» **Document extract**
····················

You can see where this is going, I'm sure.

The problem bubbles right up to the top, requiring us to create a root
node locally.  All its dir_entries that are not ancestors of foo just
refer back to nodes in myproj; those that are ancestors refer to new
local copies of nodes along the line of ancestry, all the way down to
foo:

            ______________________________________________________
  myproj   |___1_______2________3________4________5_________6_____...etc...
                                                 /
                                                /
                   .----(back to myproj)-----> +
                  /
                 /
            ____/_________________________________________________
  xproj    |___5_______6________7________8________9_________10____...etc...
                       |
                       |
                    ___|_____
                   |D        |
                   |         |
                   | README -------------.
                   |         |            \
                   |   A     |             \
                   |    \    |              \
                   |   B \   |               \        (points back
                   |__/___\__|                \______  to a node
                     /     \                           in myproj)
                    /       \
                   /         \
                  /           \ ________
           (points back        |D       |
            to a node          |        |
            in myproj)         | subA   |
                               |___\____|
                                    \
                                     \
                                   ___\____
                                  |D       |
                                  |        |
                                  | fish   |
                                  |___\____|
                                       \
                                        \
                                      ___\____
                                     |D       |
                                     |        |
                                     | foo    |
                                     |___\____|
                                          \
                                           \
                                         ___\____
                                        |F       |        (points back
                                        |  (5)---------->  to a node
                                        |        |         in myproj)
                                        |________|


This "line-of-ancestry copying" looks a lot more expensive than it
really is.  Remember that this example project consists mostly of
directories, but a real project is mostly files, whose nodes never
need to be copied except when they change.  And directory nodes only
need to be copied the first time one of their descendents changes --
after that, the directory node is already there.

Thus, a branch fills out over time, eventually holding a more-or-less
complete skeleton of the project's directories, plus any changed or
added files.

The exact method by which local entries "point back" to the original
project is not settled yet.  It might be some general URL-like syntax
that we can use in all sorts of circumstances, like

   user@inv.hostname.domain:repositoryname:myproj:5:/A/subA/fish/foo

(This will come in handy later, when we need a way to get unique
labels for the diffy chromosome chunks in partial merging... but more
about that when we get to it. :-) )

····················

» **Data block**
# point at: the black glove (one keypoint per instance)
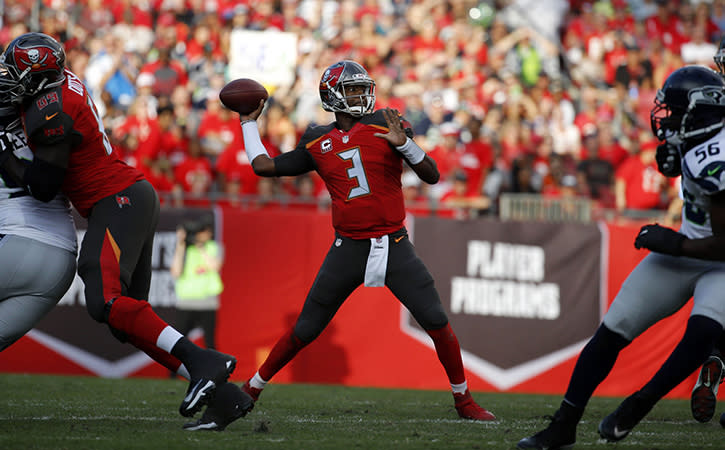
(668, 160)
(660, 239)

····················

» **Required work**
Reproduce, word for word, the stretch of the passage on line-of-ancestry copying from "The exact method" through "get to it. :-) )". The data above play no part in this exercise.

» **Completed exercise**
The exact method by which local entries "point back" to the original
project is not settled yet.  It might be some general URL-like syntax
that we can use in all sorts of circumstances, like

   user@inv.hostname.domain:repositoryname:myproj:5:/A/subA/fish/foo

(This will come in handy later, when we need a way to get unique
labels for the diffy chromosome chunks in partial merging... but more
about that when we get to it. :-) )